— Begin TASK MATERIAL —
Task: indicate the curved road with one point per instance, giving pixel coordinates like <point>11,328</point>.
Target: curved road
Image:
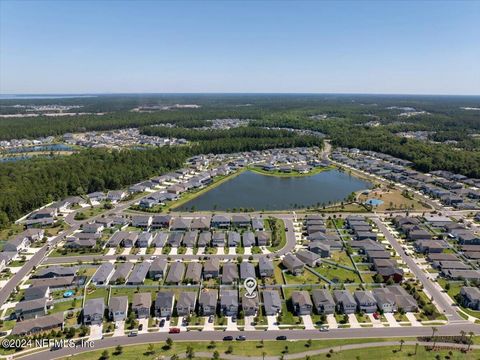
<point>194,336</point>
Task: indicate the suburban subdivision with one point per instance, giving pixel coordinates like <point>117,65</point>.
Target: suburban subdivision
<point>303,244</point>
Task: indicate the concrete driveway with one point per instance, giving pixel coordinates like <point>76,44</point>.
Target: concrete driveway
<point>248,323</point>
<point>165,327</point>
<point>208,326</point>
<point>272,322</point>
<point>231,326</point>
<point>96,332</point>
<point>144,323</point>
<point>307,322</point>
<point>375,322</point>
<point>332,322</point>
<point>119,328</point>
<point>413,320</point>
<point>391,320</point>
<point>352,319</point>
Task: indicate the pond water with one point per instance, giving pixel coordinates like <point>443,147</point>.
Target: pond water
<point>263,192</point>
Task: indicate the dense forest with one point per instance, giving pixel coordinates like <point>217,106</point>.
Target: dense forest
<point>363,121</point>
<point>29,184</point>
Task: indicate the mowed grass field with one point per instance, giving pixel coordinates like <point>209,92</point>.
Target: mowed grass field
<point>277,348</point>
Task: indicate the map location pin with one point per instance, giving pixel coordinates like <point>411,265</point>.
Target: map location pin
<point>250,285</point>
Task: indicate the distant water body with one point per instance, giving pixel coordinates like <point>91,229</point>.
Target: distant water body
<point>252,190</point>
<point>28,97</point>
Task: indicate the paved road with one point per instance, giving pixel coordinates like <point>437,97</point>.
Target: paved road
<point>289,246</point>
<point>28,266</point>
<point>439,297</point>
<point>194,336</point>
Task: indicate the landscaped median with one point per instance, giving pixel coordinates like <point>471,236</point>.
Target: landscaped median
<point>388,348</point>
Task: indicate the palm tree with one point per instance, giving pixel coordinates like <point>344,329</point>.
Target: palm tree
<point>434,330</point>
<point>470,334</point>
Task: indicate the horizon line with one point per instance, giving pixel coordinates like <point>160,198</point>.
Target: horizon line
<point>229,93</point>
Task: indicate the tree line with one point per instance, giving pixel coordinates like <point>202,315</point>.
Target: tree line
<point>29,184</point>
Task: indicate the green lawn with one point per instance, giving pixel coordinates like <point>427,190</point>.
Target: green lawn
<point>275,348</point>
<point>306,278</point>
<point>337,274</point>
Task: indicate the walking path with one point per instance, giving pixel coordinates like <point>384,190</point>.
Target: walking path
<point>304,354</point>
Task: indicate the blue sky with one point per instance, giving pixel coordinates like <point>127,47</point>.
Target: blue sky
<point>224,46</point>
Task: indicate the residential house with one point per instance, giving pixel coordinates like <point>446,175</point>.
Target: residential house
<point>250,305</point>
<point>38,325</point>
<point>218,239</point>
<point>186,303</point>
<point>240,220</point>
<point>229,273</point>
<point>470,297</point>
<point>144,239</point>
<point>265,267</point>
<point>103,274</point>
<point>386,300</point>
<point>211,268</point>
<point>138,274</point>
<point>36,292</point>
<point>180,224</point>
<point>365,301</point>
<point>229,302</point>
<point>263,238</point>
<point>247,270</point>
<point>220,221</point>
<point>190,238</point>
<point>158,269</point>
<point>320,248</point>
<point>323,301</point>
<point>175,274</point>
<point>204,239</point>
<point>308,257</point>
<point>208,302</point>
<point>194,272</point>
<point>301,302</point>
<point>93,311</point>
<point>121,273</point>
<point>344,301</point>
<point>118,307</point>
<point>248,239</point>
<point>31,309</point>
<point>141,305</point>
<point>293,264</point>
<point>272,302</point>
<point>164,304</point>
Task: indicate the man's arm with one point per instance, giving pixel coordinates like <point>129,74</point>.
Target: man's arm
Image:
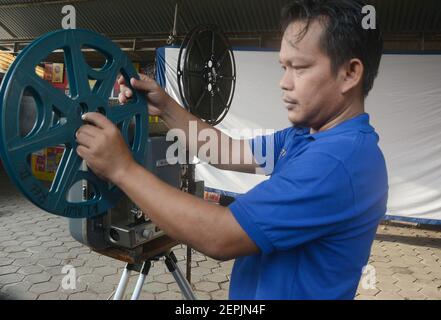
<point>232,154</point>
<point>209,228</point>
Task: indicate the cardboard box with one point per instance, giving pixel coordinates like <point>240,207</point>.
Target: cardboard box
<point>45,163</point>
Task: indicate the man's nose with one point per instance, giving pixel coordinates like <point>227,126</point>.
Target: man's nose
<point>286,83</point>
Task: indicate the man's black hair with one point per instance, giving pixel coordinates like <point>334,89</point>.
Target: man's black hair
<point>343,37</point>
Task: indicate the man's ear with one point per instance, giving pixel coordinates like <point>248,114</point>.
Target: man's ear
<point>352,75</point>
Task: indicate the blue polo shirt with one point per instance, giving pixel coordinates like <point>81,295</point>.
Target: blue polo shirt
<point>316,217</point>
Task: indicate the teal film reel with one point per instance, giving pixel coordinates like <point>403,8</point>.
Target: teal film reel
<point>15,149</point>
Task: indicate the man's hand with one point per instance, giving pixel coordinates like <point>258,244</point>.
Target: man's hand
<point>103,148</point>
<point>157,98</point>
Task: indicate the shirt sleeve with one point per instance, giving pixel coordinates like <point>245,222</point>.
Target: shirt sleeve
<point>266,149</point>
<point>307,200</point>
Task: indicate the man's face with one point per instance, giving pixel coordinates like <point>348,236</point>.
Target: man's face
<point>311,92</point>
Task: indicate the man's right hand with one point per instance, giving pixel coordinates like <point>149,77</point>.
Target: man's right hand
<point>157,98</point>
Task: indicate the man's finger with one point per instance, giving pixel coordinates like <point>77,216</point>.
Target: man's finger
<point>121,80</point>
<point>85,140</point>
<point>97,119</point>
<point>146,84</point>
<point>89,130</point>
<point>82,152</point>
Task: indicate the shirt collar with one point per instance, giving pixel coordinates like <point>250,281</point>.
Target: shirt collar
<point>359,123</point>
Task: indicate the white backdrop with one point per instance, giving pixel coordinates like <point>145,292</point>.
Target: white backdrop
<point>405,108</point>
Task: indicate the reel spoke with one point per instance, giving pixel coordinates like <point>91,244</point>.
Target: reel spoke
<point>66,174</point>
<point>107,81</point>
<point>25,146</point>
<point>49,95</point>
<point>76,67</point>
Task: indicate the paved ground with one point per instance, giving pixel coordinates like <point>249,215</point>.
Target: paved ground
<point>35,246</point>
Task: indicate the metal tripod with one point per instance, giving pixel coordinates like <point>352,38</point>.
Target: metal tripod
<point>144,268</point>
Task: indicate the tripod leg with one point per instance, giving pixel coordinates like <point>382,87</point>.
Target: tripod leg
<point>122,286</point>
<point>142,275</point>
<point>184,285</point>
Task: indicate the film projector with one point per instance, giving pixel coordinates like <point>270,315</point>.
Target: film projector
<point>35,116</point>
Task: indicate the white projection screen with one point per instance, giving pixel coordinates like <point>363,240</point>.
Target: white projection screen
<point>405,109</point>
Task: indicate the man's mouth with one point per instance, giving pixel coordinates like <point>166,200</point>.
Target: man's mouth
<point>291,104</point>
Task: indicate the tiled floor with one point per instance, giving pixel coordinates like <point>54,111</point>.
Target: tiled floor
<point>35,246</point>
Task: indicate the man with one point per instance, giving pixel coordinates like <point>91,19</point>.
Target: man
<point>306,233</point>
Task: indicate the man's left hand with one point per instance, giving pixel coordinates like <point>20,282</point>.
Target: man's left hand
<point>102,146</point>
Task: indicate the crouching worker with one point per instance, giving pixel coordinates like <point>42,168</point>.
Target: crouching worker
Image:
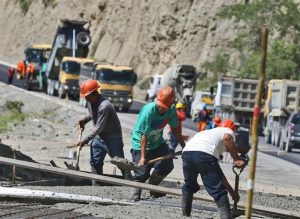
<point>148,142</point>
<point>200,156</point>
<point>106,136</point>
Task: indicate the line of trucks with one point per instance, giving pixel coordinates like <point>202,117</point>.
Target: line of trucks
<point>235,99</point>
<point>59,69</point>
— End TASK MATERIAL —
> _EXERCISE DESCRIPTION_
Could you reproduce the stretch of the listing from the line containing "Task: indicate the concrete" through the line containing "<point>28,97</point>", with 67 added to both coordinates of each answer point and every other line left unchanged?

> _SOLUTION FOR THIS PROBLEM_
Task: indicate the concrete driveway with one point per instance, giving pixel coordinates like <point>76,44</point>.
Target: concrete driveway
<point>315,390</point>
<point>232,394</point>
<point>275,393</point>
<point>339,389</point>
<point>298,393</point>
<point>163,399</point>
<point>211,390</point>
<point>374,389</point>
<point>442,389</point>
<point>399,389</point>
<point>186,395</point>
<point>480,387</point>
<point>458,387</point>
<point>419,386</point>
Task: indicate the pond water with one point per instance, giving pixel coordinates like <point>443,147</point>.
Target: pond water
<point>330,259</point>
Task: indicate the dense forest with one point per instance, giving pixel coordinates like <point>217,106</point>.
Target: dense forest
<point>430,188</point>
<point>96,251</point>
Task: indicate the mowed grass field with one point per instance, giving pixel coordinates like <point>209,92</point>.
Target: mowed grass field
<point>344,415</point>
Task: indicate the map location pin with one point per instance, giving pixel coordinates like <point>411,265</point>.
Target: map location pin
<point>317,352</point>
Task: indicate the distant water body with one point per instance, giving pixel coordinates like <point>91,229</point>.
Target: distant water body
<point>319,257</point>
<point>95,164</point>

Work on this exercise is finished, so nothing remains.